- **Dataset entries**:

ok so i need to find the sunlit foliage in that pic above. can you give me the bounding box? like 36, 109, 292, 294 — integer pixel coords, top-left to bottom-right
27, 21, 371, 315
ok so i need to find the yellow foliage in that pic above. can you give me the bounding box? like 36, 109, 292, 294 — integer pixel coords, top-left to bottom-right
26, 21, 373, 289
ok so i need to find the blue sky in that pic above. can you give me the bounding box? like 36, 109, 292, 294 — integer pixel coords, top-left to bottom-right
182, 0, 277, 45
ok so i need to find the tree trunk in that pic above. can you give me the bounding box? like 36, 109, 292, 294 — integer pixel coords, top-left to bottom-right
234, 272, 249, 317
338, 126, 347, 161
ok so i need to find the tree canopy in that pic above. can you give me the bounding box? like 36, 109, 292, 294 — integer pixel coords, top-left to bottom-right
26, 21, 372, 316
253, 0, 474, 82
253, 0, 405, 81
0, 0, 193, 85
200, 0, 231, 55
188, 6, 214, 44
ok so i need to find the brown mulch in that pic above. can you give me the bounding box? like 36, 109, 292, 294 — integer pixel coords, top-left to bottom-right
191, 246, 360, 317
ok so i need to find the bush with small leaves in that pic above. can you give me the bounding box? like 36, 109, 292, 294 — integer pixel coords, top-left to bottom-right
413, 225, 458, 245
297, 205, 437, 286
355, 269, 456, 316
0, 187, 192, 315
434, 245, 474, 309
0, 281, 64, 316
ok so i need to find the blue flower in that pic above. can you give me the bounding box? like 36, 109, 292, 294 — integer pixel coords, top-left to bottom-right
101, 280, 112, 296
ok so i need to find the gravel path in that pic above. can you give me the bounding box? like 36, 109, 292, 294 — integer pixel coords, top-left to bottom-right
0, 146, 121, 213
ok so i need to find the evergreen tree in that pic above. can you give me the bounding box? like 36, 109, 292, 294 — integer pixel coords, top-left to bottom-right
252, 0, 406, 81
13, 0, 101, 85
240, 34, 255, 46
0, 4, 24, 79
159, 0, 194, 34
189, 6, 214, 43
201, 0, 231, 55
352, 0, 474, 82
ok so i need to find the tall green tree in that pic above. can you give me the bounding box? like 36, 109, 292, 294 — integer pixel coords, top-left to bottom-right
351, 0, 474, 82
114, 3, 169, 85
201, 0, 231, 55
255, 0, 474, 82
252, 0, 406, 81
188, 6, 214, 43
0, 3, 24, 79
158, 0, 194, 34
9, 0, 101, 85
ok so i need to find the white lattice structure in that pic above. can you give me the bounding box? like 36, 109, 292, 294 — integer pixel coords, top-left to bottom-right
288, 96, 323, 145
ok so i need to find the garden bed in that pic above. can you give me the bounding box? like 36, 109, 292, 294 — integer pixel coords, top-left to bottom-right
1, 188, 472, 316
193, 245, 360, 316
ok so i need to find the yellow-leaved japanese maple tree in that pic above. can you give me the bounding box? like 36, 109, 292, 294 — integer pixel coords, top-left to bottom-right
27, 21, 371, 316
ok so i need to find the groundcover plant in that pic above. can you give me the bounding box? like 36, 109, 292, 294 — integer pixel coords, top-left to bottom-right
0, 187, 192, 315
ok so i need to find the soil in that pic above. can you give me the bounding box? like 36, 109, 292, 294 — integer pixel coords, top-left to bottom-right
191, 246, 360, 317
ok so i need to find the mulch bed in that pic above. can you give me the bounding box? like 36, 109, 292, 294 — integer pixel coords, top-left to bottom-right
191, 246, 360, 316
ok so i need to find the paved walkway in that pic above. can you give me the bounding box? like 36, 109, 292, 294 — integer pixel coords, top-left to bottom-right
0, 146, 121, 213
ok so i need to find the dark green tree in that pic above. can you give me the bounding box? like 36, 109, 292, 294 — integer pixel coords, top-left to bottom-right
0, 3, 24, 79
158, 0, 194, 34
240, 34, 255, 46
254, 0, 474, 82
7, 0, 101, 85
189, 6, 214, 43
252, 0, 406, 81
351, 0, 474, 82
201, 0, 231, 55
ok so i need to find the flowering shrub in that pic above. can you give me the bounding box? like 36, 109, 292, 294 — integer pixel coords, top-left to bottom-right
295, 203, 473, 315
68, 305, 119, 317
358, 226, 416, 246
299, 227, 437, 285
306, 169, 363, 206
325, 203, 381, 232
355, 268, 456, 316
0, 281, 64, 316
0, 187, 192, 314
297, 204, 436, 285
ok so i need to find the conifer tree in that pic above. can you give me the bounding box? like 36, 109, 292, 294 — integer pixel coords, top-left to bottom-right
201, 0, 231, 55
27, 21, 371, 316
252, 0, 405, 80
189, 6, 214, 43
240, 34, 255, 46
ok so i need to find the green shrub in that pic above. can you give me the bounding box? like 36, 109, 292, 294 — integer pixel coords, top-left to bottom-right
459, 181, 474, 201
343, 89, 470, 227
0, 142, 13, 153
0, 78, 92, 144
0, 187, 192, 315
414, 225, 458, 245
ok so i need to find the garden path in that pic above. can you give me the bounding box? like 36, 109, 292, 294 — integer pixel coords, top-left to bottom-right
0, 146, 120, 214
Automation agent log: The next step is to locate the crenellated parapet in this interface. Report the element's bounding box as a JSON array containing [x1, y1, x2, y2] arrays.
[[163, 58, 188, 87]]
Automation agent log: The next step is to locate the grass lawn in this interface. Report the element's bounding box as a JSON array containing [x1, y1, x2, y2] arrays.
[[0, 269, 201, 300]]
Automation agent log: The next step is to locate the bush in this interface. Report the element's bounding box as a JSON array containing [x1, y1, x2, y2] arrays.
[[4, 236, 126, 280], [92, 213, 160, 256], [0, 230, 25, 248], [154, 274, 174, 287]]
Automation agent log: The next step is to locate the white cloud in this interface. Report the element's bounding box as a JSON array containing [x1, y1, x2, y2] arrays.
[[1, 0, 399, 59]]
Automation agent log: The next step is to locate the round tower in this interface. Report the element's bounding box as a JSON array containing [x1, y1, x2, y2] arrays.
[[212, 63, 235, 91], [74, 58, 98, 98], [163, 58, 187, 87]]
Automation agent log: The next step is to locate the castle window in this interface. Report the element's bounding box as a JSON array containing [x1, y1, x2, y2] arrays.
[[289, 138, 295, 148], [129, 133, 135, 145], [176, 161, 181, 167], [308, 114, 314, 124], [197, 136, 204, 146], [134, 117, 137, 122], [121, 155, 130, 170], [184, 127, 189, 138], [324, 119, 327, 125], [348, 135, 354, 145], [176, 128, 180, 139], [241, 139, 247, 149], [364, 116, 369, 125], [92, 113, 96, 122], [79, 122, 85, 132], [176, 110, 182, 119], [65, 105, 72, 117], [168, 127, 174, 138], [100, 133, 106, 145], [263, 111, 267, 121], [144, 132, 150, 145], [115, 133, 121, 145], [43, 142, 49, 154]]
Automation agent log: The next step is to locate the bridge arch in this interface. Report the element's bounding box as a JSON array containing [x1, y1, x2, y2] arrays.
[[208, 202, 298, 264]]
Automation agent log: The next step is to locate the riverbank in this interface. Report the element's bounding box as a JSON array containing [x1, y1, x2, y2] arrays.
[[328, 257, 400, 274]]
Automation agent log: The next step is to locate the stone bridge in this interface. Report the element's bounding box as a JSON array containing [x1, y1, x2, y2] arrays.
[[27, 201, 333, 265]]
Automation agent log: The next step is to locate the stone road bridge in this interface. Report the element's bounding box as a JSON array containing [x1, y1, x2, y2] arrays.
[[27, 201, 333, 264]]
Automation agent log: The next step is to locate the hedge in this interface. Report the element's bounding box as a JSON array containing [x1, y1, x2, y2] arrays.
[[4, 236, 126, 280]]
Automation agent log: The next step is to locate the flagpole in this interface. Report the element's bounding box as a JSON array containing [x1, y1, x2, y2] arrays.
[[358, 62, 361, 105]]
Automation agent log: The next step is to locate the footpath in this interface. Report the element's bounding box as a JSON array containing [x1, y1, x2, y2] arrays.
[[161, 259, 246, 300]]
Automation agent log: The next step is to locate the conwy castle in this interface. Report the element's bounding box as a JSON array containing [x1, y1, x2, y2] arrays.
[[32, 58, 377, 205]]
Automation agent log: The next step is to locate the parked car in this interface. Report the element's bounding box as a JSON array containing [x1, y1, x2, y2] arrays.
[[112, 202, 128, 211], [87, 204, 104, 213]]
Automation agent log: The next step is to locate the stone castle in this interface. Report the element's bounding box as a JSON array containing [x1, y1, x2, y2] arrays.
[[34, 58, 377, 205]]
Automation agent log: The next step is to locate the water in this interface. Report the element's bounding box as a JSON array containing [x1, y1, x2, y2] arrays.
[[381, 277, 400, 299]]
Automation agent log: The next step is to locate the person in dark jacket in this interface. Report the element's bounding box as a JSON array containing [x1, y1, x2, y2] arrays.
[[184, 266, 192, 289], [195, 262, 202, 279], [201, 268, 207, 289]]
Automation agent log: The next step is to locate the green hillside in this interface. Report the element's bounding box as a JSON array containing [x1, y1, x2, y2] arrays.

- **Exercise aim**: What should appear is an exact copy of the lines from the one with "Automation agent log: The next step is to locate the parked" through the end of the entries above, ends included, and no other text.

- **Result for this task**:
Automation agent log: The next step is to locate the parked car in this interface. Report the element's bounding box as a JSON array containing [x1, y1, x2, y2] arrays.
[[112, 202, 128, 211], [87, 204, 104, 213]]
Automation agent log: The next step is to locate the stone castle in this interface. Report the element's bounding box as a JSON array containing [x1, y1, x2, y2] arrays.
[[34, 58, 377, 205]]
Automation agent log: The next step is to locate the water in this interface. Report the element's bounding box as a JSON array containing [x1, y1, x2, y2] arrays.
[[381, 277, 400, 299]]
Automation agent log: The next step is to locate the person in dark jacket in this interface. Report the element's bounding box as a JSON array containing [x1, y1, x2, y2] arrays.
[[184, 266, 192, 289], [195, 262, 202, 279], [201, 268, 207, 289]]
Automation agent log: The next step is to locate the green hillside in this interface. Report the element's bounding box as a JSON array containing [x1, y1, x2, y2] arrays.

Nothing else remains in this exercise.